## Exercise details
Update the lines below by changing every "put a dot on" to "place a point on" and leaving everything else as it is. Omit the pictures from your output.

>> start Data to process

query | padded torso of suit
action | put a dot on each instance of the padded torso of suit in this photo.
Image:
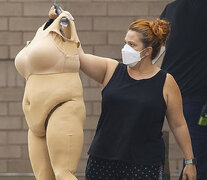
(50, 65)
(49, 51)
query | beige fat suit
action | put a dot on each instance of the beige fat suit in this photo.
(53, 101)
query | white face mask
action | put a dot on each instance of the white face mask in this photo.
(130, 56)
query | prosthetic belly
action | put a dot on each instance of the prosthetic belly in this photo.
(50, 64)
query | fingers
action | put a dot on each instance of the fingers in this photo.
(184, 176)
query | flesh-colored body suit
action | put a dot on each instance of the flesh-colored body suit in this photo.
(53, 101)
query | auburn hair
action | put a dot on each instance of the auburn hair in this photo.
(155, 33)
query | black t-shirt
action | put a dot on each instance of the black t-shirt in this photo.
(132, 116)
(186, 48)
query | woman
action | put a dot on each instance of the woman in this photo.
(136, 96)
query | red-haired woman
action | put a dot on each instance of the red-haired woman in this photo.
(136, 96)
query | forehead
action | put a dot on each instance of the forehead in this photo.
(133, 36)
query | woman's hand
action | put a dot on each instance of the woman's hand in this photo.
(189, 172)
(52, 13)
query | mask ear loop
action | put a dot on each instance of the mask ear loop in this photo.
(141, 52)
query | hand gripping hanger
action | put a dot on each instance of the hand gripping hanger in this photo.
(64, 21)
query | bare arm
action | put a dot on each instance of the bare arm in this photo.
(98, 68)
(178, 124)
(176, 118)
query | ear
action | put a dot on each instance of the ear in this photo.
(148, 51)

>> end Data to process

## Final result
query | padded torso of suit
action | place a point on each instance of the padded torso of suit in this photo.
Image:
(50, 65)
(49, 51)
query | beige fat suit
action | place a point on each instance of the beige fat suit in this photo.
(53, 101)
query | white face mask
action | place a point on each instance of the white face mask in this photo.
(130, 56)
query | prosthetic belly
action | place a point on each instance of the prosthetic belly in this photo.
(50, 64)
query | fingers
action | place a point on each instance of the fingers in this photo.
(184, 176)
query | flesh-colored body suit
action | place a point on each instance of the flesh-colored body suit in this photo.
(53, 101)
query | auburn hair
action | place a point on each instance of the auburn hair in this photo.
(155, 33)
query | black t-shirt
action | place a point on each instance of the black t-shirt in this photo.
(132, 116)
(186, 48)
query | woman
action | place a point on each instance of the woman in this photo.
(136, 96)
query | red-haired woman
action | place a point on each instance of the red-haired woman in this photo.
(136, 96)
query | forehead
action | place a point on each instance of the forehead in this photo.
(133, 36)
query | woman's hand
action | place a point on each instance of the woman's hand in this photo.
(189, 172)
(52, 13)
query | mask ear loop
action | place a point on each instance of the mask ear loop in this photo.
(141, 52)
query | hand gripping hanger
action | place a point on each instance of the hand gripping hanger in this photo.
(64, 21)
query | bare arm
action | place a point on each instance of the bare arm in this photo.
(98, 68)
(178, 124)
(176, 118)
query | ear
action | place a point on each instance of the ear in this photo.
(148, 51)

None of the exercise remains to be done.